Problem statement
Only the lines from the one containing "Where can the tree" through the end of the material are to be echoed, each exactly as it appears.

Records for this task

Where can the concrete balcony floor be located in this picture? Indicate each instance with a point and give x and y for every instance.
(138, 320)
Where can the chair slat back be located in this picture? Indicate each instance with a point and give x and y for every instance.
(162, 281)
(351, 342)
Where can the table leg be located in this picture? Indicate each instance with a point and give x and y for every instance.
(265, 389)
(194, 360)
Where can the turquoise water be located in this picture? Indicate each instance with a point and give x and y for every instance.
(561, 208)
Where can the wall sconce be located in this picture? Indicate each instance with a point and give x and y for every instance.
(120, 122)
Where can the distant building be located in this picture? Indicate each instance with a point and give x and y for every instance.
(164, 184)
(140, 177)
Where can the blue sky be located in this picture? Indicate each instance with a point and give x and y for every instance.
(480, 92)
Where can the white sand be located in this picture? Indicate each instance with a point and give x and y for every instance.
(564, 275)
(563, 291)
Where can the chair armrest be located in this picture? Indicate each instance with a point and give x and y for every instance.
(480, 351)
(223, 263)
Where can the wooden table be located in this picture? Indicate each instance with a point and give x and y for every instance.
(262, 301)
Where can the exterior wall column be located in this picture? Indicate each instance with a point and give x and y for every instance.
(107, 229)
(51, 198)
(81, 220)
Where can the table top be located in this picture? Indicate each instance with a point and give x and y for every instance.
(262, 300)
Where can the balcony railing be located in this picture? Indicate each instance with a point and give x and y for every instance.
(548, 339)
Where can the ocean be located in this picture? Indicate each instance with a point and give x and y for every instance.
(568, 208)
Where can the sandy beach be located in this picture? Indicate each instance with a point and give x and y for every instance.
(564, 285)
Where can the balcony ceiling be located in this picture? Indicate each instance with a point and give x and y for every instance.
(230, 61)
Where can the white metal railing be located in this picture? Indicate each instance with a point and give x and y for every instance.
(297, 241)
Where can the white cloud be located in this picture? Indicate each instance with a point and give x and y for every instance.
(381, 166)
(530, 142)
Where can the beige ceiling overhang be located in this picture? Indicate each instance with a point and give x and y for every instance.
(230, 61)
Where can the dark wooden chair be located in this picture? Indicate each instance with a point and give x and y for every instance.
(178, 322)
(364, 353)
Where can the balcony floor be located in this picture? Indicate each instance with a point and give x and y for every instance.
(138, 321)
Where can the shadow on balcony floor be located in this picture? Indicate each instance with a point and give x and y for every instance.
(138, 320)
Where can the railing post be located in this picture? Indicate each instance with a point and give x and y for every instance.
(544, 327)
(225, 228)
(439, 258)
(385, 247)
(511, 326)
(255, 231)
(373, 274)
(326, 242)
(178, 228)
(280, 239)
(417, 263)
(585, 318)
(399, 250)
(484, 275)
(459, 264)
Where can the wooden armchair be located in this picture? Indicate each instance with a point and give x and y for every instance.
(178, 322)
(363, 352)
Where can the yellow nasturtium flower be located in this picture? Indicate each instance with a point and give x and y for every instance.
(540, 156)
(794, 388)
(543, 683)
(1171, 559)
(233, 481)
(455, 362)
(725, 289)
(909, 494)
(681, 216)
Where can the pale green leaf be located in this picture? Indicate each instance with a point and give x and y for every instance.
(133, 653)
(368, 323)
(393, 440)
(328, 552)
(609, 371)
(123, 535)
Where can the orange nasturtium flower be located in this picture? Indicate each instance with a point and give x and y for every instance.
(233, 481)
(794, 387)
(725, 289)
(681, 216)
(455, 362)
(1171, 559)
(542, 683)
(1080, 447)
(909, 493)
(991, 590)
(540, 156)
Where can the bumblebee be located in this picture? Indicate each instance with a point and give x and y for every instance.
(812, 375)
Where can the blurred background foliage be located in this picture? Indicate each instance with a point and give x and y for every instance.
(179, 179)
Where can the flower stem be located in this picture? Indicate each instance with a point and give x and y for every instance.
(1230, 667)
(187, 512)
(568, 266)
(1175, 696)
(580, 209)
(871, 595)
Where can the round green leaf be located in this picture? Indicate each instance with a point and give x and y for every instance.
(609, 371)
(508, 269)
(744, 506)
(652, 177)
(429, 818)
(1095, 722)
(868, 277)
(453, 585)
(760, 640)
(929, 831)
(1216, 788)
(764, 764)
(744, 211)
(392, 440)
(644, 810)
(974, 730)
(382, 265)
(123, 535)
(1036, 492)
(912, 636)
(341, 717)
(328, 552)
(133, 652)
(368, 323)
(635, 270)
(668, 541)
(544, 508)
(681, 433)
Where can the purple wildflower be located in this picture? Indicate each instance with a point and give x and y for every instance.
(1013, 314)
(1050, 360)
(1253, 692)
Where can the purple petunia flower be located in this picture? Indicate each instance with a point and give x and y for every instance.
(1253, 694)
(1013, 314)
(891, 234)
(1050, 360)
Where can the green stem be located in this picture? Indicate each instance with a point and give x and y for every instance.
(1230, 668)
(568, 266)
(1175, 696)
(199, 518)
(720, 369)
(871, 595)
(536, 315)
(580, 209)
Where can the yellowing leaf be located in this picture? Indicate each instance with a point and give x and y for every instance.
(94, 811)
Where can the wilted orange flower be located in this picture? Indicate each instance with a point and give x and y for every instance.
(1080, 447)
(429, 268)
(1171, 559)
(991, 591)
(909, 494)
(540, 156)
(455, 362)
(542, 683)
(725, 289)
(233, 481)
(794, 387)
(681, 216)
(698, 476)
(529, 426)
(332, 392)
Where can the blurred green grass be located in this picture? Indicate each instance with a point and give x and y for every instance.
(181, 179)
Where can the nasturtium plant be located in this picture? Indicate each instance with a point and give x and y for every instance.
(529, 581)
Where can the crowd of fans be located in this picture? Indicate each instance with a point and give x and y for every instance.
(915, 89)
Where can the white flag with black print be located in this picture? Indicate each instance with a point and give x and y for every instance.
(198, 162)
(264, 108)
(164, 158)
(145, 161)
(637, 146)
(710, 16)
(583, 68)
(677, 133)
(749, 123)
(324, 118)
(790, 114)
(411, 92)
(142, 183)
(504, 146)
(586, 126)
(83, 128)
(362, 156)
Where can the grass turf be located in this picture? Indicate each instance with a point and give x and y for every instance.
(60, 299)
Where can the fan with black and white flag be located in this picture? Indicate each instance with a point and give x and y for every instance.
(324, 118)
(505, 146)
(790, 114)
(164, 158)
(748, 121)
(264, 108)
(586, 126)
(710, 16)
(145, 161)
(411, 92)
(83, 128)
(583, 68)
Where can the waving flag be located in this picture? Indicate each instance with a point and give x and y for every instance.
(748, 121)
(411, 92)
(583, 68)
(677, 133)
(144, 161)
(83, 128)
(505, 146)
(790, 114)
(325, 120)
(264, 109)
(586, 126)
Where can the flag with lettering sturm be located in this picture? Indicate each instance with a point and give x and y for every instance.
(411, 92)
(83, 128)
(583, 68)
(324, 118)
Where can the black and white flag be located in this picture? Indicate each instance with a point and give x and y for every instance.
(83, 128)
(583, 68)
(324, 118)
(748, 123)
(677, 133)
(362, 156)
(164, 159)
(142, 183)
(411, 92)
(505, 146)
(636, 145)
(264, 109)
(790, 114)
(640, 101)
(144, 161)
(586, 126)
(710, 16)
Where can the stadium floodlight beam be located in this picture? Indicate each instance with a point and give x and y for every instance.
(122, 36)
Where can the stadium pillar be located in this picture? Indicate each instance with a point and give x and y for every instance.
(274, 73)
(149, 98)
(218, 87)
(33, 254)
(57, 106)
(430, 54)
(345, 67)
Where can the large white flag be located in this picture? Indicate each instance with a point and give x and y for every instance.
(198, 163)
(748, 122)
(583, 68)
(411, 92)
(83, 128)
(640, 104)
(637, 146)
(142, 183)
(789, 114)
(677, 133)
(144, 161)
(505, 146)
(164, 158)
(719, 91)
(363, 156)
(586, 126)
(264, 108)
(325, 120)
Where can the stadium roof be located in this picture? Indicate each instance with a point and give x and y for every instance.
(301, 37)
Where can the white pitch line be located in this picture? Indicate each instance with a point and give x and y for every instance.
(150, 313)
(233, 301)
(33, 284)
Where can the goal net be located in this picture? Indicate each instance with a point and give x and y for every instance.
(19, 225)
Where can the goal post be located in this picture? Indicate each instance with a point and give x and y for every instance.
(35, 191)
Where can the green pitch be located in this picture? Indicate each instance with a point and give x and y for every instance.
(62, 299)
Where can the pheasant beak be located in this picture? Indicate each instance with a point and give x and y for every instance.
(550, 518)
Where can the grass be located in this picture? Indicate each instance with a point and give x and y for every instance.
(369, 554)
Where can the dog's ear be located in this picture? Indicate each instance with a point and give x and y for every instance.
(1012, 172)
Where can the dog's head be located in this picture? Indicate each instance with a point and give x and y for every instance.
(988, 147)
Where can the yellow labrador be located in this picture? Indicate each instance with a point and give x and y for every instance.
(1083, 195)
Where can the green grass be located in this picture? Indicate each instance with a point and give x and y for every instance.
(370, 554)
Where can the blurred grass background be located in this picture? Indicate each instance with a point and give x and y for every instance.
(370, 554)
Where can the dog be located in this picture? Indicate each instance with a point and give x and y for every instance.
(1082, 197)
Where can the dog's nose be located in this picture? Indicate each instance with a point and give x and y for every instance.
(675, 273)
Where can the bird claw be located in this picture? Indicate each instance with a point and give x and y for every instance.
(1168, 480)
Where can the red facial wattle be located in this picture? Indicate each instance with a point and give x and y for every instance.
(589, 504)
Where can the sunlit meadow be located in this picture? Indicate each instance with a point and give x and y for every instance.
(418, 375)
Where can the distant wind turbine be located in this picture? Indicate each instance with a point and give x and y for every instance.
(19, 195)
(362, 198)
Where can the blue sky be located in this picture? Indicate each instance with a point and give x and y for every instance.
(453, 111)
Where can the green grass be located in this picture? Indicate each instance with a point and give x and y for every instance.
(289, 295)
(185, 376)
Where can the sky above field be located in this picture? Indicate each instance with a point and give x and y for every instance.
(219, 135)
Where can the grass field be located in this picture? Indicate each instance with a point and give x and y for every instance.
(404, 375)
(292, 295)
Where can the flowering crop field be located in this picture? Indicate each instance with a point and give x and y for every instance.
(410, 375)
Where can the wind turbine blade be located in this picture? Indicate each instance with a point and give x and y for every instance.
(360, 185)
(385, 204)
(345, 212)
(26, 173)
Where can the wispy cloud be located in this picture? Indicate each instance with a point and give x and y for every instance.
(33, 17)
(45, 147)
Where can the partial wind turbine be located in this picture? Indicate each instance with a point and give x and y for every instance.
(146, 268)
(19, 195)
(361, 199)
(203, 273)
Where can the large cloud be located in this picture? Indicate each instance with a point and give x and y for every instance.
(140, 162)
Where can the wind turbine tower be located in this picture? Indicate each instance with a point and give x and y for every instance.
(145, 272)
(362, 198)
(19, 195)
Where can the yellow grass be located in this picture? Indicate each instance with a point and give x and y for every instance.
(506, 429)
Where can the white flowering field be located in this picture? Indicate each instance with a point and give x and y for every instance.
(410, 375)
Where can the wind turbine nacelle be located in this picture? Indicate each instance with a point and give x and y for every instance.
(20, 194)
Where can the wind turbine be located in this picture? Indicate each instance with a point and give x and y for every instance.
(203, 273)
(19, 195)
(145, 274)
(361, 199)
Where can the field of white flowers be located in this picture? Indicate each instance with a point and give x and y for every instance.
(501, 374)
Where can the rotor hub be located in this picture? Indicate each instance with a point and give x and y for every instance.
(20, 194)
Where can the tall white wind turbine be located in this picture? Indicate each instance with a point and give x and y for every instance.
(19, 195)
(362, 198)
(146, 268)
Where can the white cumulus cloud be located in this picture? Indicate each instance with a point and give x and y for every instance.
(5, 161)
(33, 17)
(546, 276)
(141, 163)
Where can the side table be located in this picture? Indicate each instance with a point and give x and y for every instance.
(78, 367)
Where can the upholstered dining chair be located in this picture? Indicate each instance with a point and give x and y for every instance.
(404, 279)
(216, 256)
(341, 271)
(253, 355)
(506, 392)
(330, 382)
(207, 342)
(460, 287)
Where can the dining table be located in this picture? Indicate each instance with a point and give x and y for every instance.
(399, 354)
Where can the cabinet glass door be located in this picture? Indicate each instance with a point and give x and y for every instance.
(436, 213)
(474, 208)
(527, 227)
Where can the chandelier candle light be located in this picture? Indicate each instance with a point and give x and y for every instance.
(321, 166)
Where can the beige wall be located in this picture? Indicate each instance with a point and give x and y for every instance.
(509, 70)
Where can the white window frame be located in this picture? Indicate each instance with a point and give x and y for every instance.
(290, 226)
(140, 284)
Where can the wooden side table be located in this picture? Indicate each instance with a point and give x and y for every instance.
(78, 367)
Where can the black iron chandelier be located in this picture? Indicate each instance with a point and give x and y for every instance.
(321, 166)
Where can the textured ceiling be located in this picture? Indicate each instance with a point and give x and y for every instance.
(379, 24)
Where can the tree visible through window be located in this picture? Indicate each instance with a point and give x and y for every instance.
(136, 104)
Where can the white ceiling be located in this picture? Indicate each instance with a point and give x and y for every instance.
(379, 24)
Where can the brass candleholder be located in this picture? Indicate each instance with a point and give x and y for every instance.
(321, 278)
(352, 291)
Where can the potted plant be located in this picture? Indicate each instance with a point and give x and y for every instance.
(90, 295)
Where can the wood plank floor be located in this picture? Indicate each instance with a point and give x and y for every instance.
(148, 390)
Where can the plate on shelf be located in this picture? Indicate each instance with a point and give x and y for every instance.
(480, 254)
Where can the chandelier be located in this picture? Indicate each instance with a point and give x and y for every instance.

Final result
Where can the tree visible through window be located in this picture? Indicate each instance with a point and give x and y for every instance.
(136, 104)
Where can the white ceiling be located in this picture? Indicate each instance with a point and give x and y for every instance.
(379, 24)
Where can the brass candleholder be located in this picture? Indicate each instance with a point and give x and y for every instance.
(321, 278)
(352, 291)
Where can the potted plant be located in this picture? Indicate each instance with a point and give x and y for every instance.
(90, 295)
Where can the wood plank floor be located in this picture? Indicate each instance with a point and give x and y for every instance.
(148, 390)
Where can the plate on shelf be located in this picture? Indicate each instance with a point and give x and y for every instance.
(480, 254)
Where can the chandelier be located in this picture? Indicate each instance with a point and give x and y for every instance.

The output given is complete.